▶ [REQUIRED TASK] Arrange the lines in the stretch from the one containing "Mark the metal" through the end of the records as a numbered list, leaving out blank lines and any pictures.

Stored items:
========

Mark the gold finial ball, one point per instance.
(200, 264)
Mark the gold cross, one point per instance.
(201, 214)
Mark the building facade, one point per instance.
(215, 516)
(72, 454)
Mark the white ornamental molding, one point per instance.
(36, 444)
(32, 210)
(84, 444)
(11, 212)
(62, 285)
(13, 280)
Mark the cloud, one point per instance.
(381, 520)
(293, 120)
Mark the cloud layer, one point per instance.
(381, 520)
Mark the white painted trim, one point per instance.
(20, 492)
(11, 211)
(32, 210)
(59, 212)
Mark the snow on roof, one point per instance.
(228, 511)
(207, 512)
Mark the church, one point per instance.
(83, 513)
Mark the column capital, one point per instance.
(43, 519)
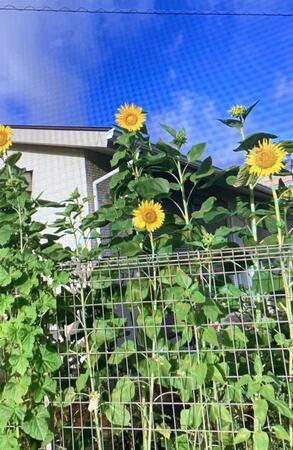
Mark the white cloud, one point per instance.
(41, 76)
(198, 115)
(283, 87)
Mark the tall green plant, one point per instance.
(29, 281)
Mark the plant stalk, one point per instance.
(287, 290)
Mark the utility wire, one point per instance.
(148, 12)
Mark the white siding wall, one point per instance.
(56, 173)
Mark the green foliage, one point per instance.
(28, 288)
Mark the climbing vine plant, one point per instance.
(29, 281)
(152, 354)
(179, 356)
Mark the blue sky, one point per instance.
(61, 69)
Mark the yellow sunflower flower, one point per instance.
(265, 159)
(5, 138)
(130, 117)
(148, 215)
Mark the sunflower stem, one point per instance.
(287, 290)
(251, 198)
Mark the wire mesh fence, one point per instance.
(183, 351)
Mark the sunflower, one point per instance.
(237, 111)
(148, 215)
(5, 138)
(265, 159)
(130, 117)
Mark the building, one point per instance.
(59, 159)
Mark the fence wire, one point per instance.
(176, 351)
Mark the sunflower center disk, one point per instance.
(265, 159)
(3, 138)
(150, 216)
(131, 119)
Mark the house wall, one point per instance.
(56, 172)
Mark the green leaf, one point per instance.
(9, 442)
(234, 123)
(181, 311)
(204, 170)
(196, 152)
(211, 311)
(128, 247)
(19, 363)
(253, 139)
(242, 436)
(50, 385)
(81, 381)
(11, 160)
(36, 426)
(149, 188)
(6, 233)
(200, 371)
(221, 413)
(182, 279)
(117, 178)
(158, 366)
(281, 433)
(168, 129)
(192, 417)
(69, 397)
(5, 278)
(205, 207)
(265, 282)
(260, 440)
(164, 430)
(118, 415)
(16, 388)
(122, 352)
(124, 391)
(150, 323)
(210, 335)
(258, 367)
(283, 408)
(118, 155)
(198, 297)
(267, 391)
(249, 109)
(50, 360)
(5, 415)
(260, 408)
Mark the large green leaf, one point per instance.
(281, 433)
(260, 409)
(252, 140)
(123, 351)
(124, 391)
(169, 130)
(149, 188)
(204, 170)
(118, 415)
(242, 436)
(260, 440)
(5, 278)
(234, 123)
(207, 206)
(37, 424)
(192, 417)
(49, 360)
(196, 152)
(249, 109)
(265, 282)
(283, 408)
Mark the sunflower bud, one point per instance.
(180, 138)
(237, 111)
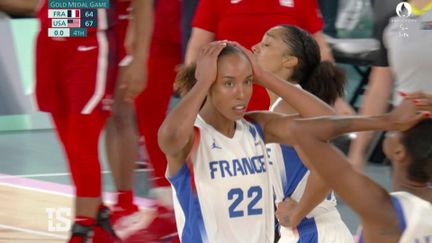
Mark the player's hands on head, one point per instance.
(405, 116)
(133, 81)
(206, 64)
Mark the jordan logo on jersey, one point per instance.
(287, 3)
(254, 135)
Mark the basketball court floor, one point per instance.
(35, 189)
(36, 192)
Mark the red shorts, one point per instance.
(76, 75)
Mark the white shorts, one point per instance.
(324, 228)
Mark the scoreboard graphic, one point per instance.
(73, 18)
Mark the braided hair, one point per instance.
(323, 79)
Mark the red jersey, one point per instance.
(106, 18)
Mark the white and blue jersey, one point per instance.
(415, 217)
(223, 193)
(289, 177)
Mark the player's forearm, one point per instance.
(306, 104)
(178, 125)
(143, 27)
(326, 128)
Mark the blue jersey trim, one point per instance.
(308, 232)
(399, 212)
(194, 230)
(295, 170)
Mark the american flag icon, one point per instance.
(73, 23)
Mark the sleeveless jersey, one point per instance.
(289, 177)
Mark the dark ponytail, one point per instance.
(322, 79)
(185, 80)
(418, 144)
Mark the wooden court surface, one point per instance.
(23, 215)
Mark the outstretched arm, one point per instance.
(367, 198)
(290, 212)
(176, 133)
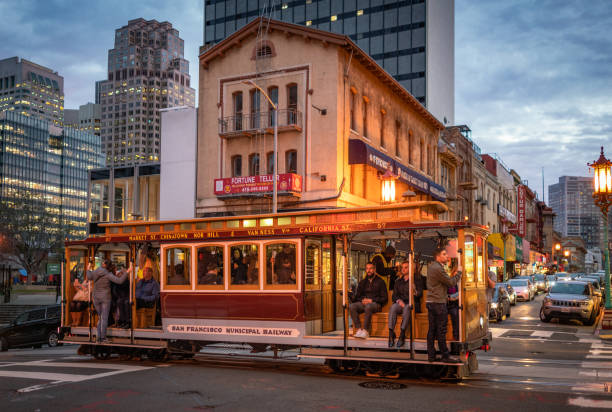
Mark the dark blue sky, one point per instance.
(533, 78)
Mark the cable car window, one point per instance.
(210, 265)
(77, 265)
(244, 264)
(469, 258)
(280, 264)
(313, 265)
(178, 267)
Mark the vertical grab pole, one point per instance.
(89, 258)
(62, 297)
(132, 279)
(412, 285)
(345, 262)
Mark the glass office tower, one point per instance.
(413, 40)
(48, 164)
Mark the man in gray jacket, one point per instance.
(438, 283)
(101, 293)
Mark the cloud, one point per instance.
(73, 37)
(533, 82)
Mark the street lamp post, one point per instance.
(602, 196)
(275, 167)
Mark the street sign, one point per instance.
(53, 268)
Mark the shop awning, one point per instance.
(497, 240)
(518, 241)
(362, 153)
(526, 250)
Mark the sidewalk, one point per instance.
(603, 334)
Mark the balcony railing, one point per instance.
(263, 122)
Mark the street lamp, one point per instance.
(602, 196)
(388, 186)
(275, 168)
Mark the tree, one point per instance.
(29, 231)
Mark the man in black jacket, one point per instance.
(401, 304)
(370, 297)
(438, 283)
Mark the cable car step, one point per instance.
(370, 355)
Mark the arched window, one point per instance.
(237, 166)
(253, 164)
(291, 161)
(264, 51)
(410, 148)
(352, 103)
(382, 127)
(255, 108)
(273, 95)
(422, 156)
(237, 101)
(398, 126)
(292, 103)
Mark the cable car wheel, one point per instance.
(347, 367)
(382, 369)
(158, 355)
(102, 352)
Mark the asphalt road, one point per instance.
(532, 366)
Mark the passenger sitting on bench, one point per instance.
(401, 304)
(370, 297)
(147, 290)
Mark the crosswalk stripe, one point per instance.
(65, 377)
(497, 332)
(60, 378)
(590, 403)
(542, 333)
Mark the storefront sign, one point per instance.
(521, 218)
(520, 228)
(287, 182)
(506, 214)
(53, 268)
(233, 331)
(362, 153)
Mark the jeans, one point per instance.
(357, 307)
(394, 311)
(123, 304)
(103, 308)
(437, 315)
(453, 310)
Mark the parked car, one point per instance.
(500, 305)
(531, 282)
(600, 275)
(570, 300)
(32, 328)
(597, 289)
(521, 288)
(511, 292)
(541, 283)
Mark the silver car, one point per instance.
(570, 300)
(522, 289)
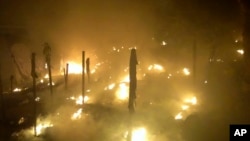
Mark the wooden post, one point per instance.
(133, 81)
(83, 75)
(194, 65)
(34, 76)
(47, 53)
(66, 74)
(2, 97)
(11, 84)
(88, 69)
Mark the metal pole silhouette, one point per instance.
(47, 53)
(83, 75)
(34, 76)
(133, 81)
(88, 69)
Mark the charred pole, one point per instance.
(66, 74)
(11, 83)
(83, 75)
(34, 76)
(133, 81)
(88, 69)
(47, 54)
(2, 97)
(194, 64)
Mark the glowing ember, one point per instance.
(192, 100)
(240, 51)
(111, 86)
(163, 43)
(17, 90)
(125, 79)
(184, 107)
(52, 84)
(122, 92)
(139, 134)
(186, 71)
(179, 116)
(42, 125)
(77, 115)
(156, 67)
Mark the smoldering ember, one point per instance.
(121, 70)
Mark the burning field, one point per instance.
(113, 70)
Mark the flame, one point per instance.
(46, 76)
(42, 126)
(139, 134)
(79, 99)
(179, 116)
(184, 107)
(111, 86)
(156, 67)
(192, 100)
(240, 51)
(53, 84)
(186, 71)
(17, 90)
(122, 92)
(77, 114)
(125, 79)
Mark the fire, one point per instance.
(156, 67)
(111, 86)
(138, 134)
(125, 79)
(74, 68)
(184, 107)
(77, 114)
(192, 100)
(179, 116)
(240, 51)
(186, 71)
(122, 92)
(17, 90)
(46, 76)
(42, 126)
(79, 99)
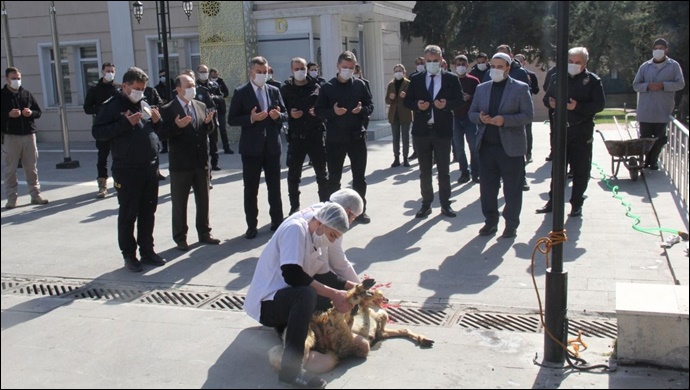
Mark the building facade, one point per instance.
(223, 35)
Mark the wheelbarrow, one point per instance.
(630, 152)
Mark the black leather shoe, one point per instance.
(209, 240)
(250, 233)
(363, 218)
(153, 258)
(275, 226)
(464, 178)
(448, 211)
(509, 233)
(424, 212)
(548, 207)
(132, 264)
(487, 230)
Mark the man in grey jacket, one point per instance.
(501, 108)
(656, 83)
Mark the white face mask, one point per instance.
(135, 96)
(320, 241)
(260, 79)
(574, 69)
(497, 75)
(189, 94)
(346, 74)
(433, 67)
(300, 75)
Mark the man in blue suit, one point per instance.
(501, 108)
(432, 96)
(259, 109)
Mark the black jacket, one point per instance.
(349, 126)
(21, 100)
(98, 94)
(586, 89)
(302, 98)
(133, 147)
(451, 90)
(258, 138)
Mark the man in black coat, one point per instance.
(345, 103)
(186, 125)
(134, 143)
(259, 109)
(432, 96)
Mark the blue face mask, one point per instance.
(433, 67)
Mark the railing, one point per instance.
(675, 158)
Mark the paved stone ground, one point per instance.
(437, 264)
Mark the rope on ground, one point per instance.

========

▶ [WRITTEN ANSWER]
1. Mark the metal pole silhouette, one point per instance.
2. (47, 53)
3. (83, 75)
4. (34, 76)
5. (133, 81)
6. (88, 69)
7. Mark the charred pole, one point per instance.
8. (66, 74)
9. (11, 83)
10. (83, 75)
11. (34, 76)
12. (133, 81)
13. (88, 69)
14. (47, 54)
15. (2, 97)
16. (194, 64)
17. Mark the glowing ember, one point per instance.
18. (192, 100)
19. (240, 51)
20. (111, 86)
21. (163, 43)
22. (17, 90)
23. (125, 79)
24. (184, 107)
25. (52, 84)
26. (122, 92)
27. (139, 134)
28. (186, 71)
29. (179, 116)
30. (42, 125)
31. (77, 115)
32. (156, 67)
33. Mark the smoldering ember, one point per instance.
34. (121, 70)
35. Mark the burning field, one point per instance.
36. (113, 70)
37. Mark the flame, one point per instance.
38. (46, 76)
39. (42, 126)
40. (139, 134)
41. (79, 99)
42. (179, 116)
43. (184, 107)
44. (111, 86)
45. (156, 67)
46. (192, 100)
47. (240, 51)
48. (53, 84)
49. (186, 71)
50. (17, 90)
51. (122, 92)
52. (77, 114)
53. (125, 79)
54. Mark the fire, one point per instance.
55. (156, 67)
56. (111, 86)
57. (138, 134)
58. (125, 79)
59. (74, 68)
60. (184, 107)
61. (77, 114)
62. (192, 100)
63. (179, 116)
64. (240, 51)
65. (186, 71)
66. (122, 92)
67. (17, 90)
68. (46, 76)
69. (42, 126)
70. (79, 99)
71. Mark the building facade, one point per instance.
72. (223, 35)
73. Mark the wheelbarrow, one point per instance.
74. (630, 152)
75. Mark the black leather shoe, one point per instance.
76. (209, 240)
77. (250, 233)
78. (363, 218)
79. (153, 258)
80. (275, 226)
81. (464, 178)
82. (448, 211)
83. (509, 233)
84. (424, 212)
85. (548, 207)
86. (132, 264)
87. (487, 230)
88. Mark the man in grey jacket, one point per instance.
89. (501, 108)
90. (656, 83)
91. Mark the white face mask, one point per instance.
92. (135, 96)
93. (320, 241)
94. (260, 79)
95. (574, 69)
96. (497, 75)
97. (189, 94)
98. (346, 74)
99. (433, 67)
100. (300, 75)
101. Mark the man in blue suit, one point per instance.
102. (501, 108)
103. (432, 96)
104. (259, 109)
105. Mark the black jacket, one point per instance.
106. (349, 126)
107. (21, 100)
108. (98, 94)
109. (586, 89)
110. (302, 98)
111. (133, 147)
112. (451, 90)
113. (258, 138)
114. Mark the man in black coat, one point per instance.
115. (345, 103)
116. (186, 125)
117. (134, 143)
118. (259, 109)
119. (432, 96)
120. Mark the blue face mask, one point per instance.
121. (433, 67)
122. Mark the railing, one point per instance.
123. (675, 158)
124. Mark the paved stone ground, one point per instance.
125. (437, 264)
126. Mark the rope on ground, one point per instance.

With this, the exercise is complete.